***** Working data

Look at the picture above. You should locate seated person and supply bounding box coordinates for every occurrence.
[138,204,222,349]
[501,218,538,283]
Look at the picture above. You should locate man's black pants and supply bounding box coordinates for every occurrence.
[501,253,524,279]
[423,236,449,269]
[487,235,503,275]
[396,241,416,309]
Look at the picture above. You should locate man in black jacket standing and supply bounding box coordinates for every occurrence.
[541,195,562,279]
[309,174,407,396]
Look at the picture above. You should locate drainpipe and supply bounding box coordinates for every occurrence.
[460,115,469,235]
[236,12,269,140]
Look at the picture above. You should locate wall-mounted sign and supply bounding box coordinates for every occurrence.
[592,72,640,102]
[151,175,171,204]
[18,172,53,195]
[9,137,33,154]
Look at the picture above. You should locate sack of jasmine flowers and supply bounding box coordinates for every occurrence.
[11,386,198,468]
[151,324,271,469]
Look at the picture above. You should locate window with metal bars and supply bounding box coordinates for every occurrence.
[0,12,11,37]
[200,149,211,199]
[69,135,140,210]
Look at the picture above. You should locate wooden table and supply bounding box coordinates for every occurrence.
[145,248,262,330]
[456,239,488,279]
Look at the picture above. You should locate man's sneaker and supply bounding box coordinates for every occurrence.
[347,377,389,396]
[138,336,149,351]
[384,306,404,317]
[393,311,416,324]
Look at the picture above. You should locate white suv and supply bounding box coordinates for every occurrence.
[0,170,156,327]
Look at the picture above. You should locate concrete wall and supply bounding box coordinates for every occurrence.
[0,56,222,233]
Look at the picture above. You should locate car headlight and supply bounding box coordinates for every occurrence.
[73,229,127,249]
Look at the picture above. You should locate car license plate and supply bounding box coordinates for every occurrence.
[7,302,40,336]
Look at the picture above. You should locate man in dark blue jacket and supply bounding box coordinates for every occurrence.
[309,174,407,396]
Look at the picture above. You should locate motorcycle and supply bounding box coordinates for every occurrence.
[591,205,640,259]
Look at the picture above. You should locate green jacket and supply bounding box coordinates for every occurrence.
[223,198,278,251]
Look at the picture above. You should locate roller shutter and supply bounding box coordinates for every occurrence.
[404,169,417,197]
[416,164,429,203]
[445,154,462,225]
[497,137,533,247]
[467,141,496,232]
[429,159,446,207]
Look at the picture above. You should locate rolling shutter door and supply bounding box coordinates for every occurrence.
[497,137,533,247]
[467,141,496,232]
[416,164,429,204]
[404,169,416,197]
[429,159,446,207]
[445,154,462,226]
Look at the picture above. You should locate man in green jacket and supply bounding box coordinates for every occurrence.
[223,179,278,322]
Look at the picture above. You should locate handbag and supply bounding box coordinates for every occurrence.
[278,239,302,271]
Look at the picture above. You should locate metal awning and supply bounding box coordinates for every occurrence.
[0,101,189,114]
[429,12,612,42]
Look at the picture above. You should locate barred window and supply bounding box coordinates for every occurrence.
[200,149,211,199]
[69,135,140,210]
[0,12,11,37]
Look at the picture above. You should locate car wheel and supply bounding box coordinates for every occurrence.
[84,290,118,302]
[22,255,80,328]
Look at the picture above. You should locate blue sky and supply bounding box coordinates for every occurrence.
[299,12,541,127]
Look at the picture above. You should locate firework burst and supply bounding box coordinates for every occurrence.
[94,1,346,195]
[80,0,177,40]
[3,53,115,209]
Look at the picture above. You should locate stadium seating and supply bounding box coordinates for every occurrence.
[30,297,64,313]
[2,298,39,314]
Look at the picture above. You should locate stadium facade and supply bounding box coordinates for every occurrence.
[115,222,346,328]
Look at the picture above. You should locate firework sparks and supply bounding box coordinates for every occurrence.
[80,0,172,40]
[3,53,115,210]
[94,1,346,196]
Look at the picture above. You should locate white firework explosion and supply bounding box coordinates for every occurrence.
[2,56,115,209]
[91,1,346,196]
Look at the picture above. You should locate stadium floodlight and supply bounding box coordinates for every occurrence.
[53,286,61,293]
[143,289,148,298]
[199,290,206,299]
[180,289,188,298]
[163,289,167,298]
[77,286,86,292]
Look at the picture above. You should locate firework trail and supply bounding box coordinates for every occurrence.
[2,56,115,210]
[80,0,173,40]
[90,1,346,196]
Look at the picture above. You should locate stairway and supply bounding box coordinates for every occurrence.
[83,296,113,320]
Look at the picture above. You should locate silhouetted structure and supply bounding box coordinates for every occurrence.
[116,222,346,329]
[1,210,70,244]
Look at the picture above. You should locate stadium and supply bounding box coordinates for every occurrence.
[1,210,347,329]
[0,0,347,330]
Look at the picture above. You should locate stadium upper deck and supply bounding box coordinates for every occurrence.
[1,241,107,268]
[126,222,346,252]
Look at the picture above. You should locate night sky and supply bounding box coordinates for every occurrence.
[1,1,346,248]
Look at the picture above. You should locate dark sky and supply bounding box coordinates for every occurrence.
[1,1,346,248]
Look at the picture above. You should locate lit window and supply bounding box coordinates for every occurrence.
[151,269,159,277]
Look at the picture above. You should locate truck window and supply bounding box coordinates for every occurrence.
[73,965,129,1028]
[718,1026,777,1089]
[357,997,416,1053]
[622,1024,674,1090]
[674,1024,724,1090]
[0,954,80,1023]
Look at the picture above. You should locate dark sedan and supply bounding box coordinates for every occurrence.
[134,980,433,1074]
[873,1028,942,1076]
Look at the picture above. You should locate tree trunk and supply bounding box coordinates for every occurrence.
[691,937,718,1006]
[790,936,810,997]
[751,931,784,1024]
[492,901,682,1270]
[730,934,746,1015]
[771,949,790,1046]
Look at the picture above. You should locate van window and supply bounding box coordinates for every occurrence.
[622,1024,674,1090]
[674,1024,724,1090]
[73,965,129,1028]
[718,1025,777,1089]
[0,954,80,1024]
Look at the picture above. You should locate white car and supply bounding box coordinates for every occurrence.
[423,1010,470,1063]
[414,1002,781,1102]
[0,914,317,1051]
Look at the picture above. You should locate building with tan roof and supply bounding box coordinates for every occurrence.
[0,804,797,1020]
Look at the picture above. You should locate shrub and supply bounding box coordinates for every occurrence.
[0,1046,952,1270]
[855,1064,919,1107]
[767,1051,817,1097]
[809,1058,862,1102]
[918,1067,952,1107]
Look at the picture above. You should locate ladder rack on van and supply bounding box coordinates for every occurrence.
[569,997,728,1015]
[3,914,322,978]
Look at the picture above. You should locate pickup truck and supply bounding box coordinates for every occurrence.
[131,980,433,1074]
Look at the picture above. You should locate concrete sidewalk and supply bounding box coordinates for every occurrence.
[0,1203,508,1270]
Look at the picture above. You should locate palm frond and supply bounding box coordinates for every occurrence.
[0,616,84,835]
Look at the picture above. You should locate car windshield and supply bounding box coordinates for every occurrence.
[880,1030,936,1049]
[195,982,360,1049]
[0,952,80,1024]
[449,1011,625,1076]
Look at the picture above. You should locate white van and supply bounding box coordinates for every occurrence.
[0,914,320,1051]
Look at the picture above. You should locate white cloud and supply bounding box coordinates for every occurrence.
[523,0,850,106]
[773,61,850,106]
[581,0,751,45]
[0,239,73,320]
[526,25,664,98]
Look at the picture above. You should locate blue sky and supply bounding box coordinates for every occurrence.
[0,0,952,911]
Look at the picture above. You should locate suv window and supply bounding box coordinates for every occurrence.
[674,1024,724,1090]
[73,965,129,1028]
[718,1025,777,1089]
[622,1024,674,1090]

**********

* [What you will do] Reproduce verbatim the part of the listing that opens with the line containing "Look at the picture above. You should locate roller" and closes with the line containing "[278,239,302,271]", both lines included.

* [Result below]
Look at the picture above. You should locate roller shutter and supply bounding box coordinates for every occurrence.
[404,169,417,197]
[416,164,429,203]
[445,154,462,225]
[497,137,533,247]
[467,141,496,232]
[429,159,446,207]
Look at the picture above. You should locate rolling shutter door and supply bounding box coordinates for every occurrence.
[497,137,533,247]
[467,141,496,232]
[416,164,429,204]
[404,169,416,197]
[429,159,446,207]
[445,154,462,226]
Look at the picture above. You should locate man in green jacket and supply bounding box coordinates for every occurrence.
[223,179,278,322]
Look at the picture above. You should locate handbag and supply bounding box coordinates for every occurrence.
[278,239,302,271]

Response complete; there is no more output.